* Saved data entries
◆ ◆ ◆ ◆ ◆ ◆ ◆
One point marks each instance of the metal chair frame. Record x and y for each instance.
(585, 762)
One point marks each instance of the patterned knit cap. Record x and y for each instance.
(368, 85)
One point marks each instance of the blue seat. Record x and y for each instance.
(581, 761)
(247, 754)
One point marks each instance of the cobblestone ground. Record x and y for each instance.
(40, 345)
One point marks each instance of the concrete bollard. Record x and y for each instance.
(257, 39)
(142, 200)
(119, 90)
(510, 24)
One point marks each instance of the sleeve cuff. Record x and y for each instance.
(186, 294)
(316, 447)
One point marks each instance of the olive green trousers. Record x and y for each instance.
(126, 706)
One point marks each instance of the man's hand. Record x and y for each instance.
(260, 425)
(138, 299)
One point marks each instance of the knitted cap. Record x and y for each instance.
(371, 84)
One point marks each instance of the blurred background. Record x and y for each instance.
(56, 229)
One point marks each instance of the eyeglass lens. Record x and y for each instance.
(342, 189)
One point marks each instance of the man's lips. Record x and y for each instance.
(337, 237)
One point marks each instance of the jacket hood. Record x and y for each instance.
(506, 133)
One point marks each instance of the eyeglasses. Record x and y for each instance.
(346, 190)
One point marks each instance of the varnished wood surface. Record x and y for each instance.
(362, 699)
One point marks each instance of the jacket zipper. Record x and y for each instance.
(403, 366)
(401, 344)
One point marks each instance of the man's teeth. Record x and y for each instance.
◆ ◆ ◆ ◆ ◆ ◆ ◆
* WORK REQUIRED
Return all of the data exactly as it reads.

* FINAL RESULT
One point marks each instance of the metal chair frame. Record x and y for each instance.
(585, 762)
One point marks each instance of the patterned knit cap. Record x and y for each instance.
(368, 85)
One point marks each instance of the blue seat. Record x and y for each instance.
(581, 761)
(247, 754)
One point marks each instance of the cobblestone ground. Record x and y for each instance.
(40, 345)
One point marks each instance of the concrete bollard. Record x and y for each instance.
(257, 39)
(142, 200)
(119, 90)
(510, 24)
One point marks each instance of the sleeve cuff. Record x and y for each instance.
(186, 294)
(316, 447)
One point marks each instance of the olive green trousers. Record x and y for each instance.
(126, 706)
One point marks each instance of the man's hand. Record x and y for each instance.
(260, 425)
(138, 299)
One point marks each instance of the knitted cap. Record x and y for each instance.
(371, 84)
One point marks each instance of the blurred background. Record x and y for each instance.
(56, 229)
One point marks each instance of the eyeglass lens. Record x and y for each instance.
(342, 189)
One point marks each instance of the man's lips. Record x and y for each instance.
(337, 237)
One point marks each instance of the jacket hood. Record x and y for each instance.
(506, 133)
One point marks each instance of the eyeglasses. Record x and y for each instance.
(346, 190)
One point marks each instance of the varnished wood surface. Record x and y for each instance.
(362, 699)
One point marks each instance of the jacket zipper. Record x and y for each instance.
(403, 366)
(401, 344)
One point marks each instance of the man's teeth. Record x and y for each instance.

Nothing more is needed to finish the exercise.